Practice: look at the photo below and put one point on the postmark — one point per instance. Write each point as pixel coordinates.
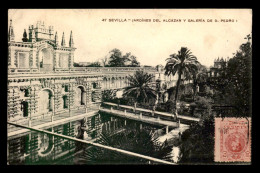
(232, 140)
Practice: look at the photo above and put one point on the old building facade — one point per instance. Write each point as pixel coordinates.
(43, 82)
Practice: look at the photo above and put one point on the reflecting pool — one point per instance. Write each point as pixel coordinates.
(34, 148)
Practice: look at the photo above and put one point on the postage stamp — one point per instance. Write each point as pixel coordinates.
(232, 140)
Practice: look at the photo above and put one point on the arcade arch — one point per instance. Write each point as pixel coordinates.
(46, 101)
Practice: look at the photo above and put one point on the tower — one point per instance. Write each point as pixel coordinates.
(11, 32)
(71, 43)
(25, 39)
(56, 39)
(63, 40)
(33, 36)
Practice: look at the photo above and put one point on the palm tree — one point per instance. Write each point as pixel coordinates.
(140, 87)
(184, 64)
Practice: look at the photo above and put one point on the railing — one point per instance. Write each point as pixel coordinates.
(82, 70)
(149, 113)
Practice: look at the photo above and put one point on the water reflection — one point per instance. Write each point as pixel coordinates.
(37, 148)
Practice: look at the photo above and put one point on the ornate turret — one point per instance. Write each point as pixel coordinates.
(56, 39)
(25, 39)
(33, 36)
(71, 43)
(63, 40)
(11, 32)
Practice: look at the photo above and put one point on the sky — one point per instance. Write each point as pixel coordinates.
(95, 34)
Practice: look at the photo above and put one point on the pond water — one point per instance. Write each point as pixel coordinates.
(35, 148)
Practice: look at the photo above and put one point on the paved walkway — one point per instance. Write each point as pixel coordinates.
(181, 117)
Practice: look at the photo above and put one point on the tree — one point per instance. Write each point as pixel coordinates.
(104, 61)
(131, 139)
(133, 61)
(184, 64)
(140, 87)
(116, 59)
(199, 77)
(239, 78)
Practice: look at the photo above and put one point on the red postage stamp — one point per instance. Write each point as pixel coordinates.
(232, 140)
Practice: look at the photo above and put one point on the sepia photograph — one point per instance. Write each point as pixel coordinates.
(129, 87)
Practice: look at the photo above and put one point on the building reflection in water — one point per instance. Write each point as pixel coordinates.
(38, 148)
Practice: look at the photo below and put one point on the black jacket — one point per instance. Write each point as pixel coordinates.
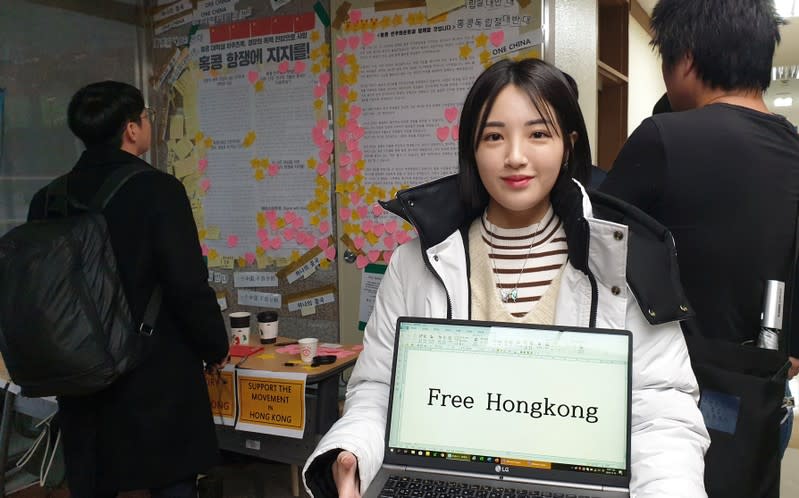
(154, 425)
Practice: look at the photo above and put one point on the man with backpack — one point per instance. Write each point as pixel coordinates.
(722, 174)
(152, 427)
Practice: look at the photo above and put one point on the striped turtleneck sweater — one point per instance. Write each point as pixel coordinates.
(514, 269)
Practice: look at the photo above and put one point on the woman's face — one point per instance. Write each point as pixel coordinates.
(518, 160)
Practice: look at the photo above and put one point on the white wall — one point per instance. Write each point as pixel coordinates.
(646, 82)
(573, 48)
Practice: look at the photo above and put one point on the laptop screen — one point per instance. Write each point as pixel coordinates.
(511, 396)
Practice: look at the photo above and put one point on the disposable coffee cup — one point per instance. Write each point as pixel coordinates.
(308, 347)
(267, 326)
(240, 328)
* * *
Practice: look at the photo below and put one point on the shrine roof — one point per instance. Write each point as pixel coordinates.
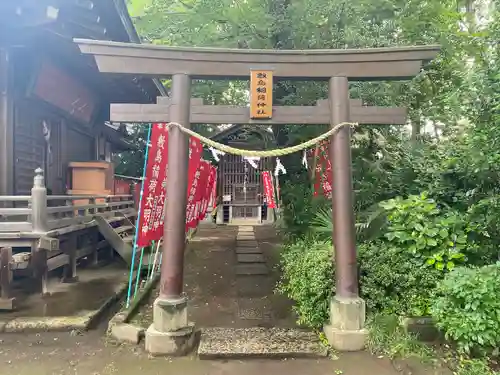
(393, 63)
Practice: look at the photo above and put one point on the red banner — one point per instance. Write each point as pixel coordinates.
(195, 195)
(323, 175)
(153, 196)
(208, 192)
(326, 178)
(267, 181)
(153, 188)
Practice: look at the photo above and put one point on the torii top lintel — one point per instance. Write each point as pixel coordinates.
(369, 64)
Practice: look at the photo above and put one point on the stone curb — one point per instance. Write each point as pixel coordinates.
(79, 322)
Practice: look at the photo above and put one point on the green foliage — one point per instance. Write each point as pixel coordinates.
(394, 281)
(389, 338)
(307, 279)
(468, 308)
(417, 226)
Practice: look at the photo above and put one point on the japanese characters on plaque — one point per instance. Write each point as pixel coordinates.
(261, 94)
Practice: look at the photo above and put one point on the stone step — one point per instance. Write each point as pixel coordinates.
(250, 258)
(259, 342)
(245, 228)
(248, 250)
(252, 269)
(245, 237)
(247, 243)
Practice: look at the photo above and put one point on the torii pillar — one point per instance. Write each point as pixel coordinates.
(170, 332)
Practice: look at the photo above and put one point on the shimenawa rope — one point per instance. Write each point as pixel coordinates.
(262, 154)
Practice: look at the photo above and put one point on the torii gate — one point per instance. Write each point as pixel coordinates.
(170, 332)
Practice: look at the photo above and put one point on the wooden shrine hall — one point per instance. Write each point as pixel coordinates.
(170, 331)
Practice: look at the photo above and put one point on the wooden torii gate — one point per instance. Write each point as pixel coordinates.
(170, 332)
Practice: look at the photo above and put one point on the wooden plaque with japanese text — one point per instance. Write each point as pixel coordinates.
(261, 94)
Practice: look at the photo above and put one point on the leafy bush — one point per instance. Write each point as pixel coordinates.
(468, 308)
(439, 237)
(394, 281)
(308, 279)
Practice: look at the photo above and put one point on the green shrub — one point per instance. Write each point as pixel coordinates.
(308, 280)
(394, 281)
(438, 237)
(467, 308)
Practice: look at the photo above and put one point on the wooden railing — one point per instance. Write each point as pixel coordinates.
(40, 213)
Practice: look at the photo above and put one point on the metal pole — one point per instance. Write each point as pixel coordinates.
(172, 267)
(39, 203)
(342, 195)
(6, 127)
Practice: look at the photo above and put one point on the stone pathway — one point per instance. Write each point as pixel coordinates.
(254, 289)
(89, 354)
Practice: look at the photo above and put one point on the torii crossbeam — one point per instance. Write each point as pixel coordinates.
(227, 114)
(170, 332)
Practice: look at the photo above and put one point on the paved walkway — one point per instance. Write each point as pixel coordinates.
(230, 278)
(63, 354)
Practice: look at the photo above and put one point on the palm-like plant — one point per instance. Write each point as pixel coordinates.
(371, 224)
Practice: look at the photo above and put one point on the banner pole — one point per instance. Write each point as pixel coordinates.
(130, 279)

Exercise instructions:
Pull out every row above that contains the word "tree", and copy each of those rows in full.

Complete response:
Practice: look at the photo above and put one point on the palm tree — one point per instance. Write each point as pixel coordinates.
Practice: look at the photo above and put one point on the tree — one point per instance. Write each point as pixel coordinates.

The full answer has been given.